▶ [GOAL] Return every line in the records below that contains the word "woman".

▶ [RECORD LIST]
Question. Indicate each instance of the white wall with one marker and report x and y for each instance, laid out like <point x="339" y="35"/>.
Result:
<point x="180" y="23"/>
==
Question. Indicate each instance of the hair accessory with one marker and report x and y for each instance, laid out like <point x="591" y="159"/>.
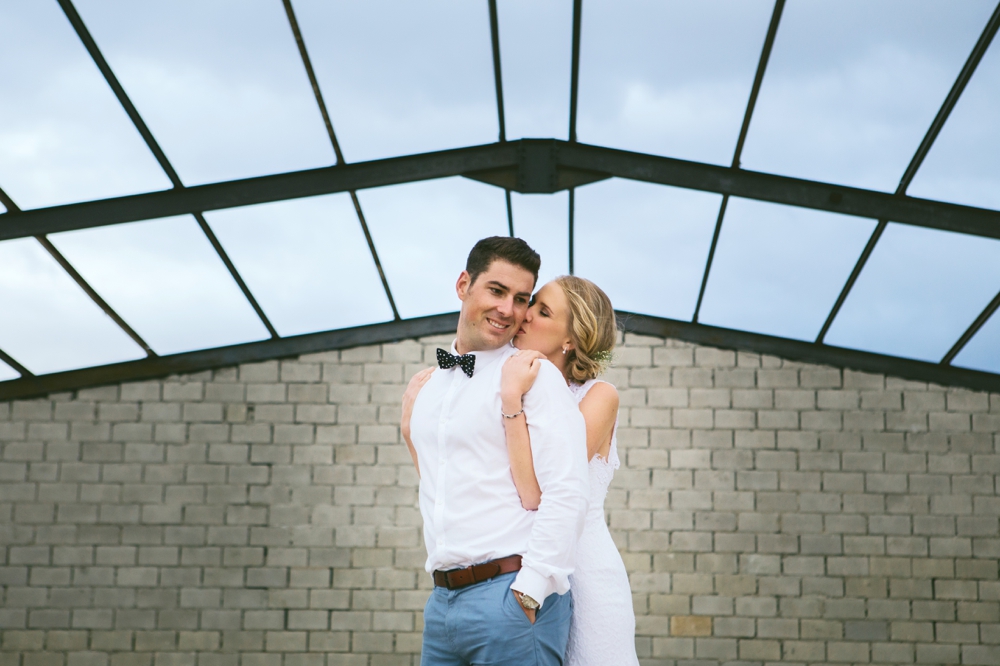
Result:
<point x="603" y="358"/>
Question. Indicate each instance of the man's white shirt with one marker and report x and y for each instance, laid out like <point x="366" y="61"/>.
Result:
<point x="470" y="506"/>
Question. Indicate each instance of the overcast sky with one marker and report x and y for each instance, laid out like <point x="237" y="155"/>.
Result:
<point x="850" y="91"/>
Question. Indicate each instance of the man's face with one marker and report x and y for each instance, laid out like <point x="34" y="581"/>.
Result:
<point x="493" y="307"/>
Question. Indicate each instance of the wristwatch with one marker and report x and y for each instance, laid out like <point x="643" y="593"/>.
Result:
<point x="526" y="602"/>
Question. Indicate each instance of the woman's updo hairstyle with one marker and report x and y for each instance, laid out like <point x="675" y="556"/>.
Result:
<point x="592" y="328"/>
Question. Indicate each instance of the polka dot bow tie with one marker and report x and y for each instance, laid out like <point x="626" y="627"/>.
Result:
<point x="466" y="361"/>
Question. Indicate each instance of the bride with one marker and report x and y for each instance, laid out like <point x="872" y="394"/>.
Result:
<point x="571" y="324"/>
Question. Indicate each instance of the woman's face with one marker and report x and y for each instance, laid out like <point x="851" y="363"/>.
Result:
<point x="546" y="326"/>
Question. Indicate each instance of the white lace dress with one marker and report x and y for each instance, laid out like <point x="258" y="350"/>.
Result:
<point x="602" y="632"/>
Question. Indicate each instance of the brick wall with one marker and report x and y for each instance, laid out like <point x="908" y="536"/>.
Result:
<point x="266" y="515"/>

▶ [SOLVED PROBLEM]
Question. Indicate each instance of the woman's updo hairstyle with one marker and report x and y for each instance, laid out like <point x="675" y="556"/>.
Question. Indicate each instance of the woman's face with one marker and report x and y for each instance, laid out like <point x="851" y="363"/>.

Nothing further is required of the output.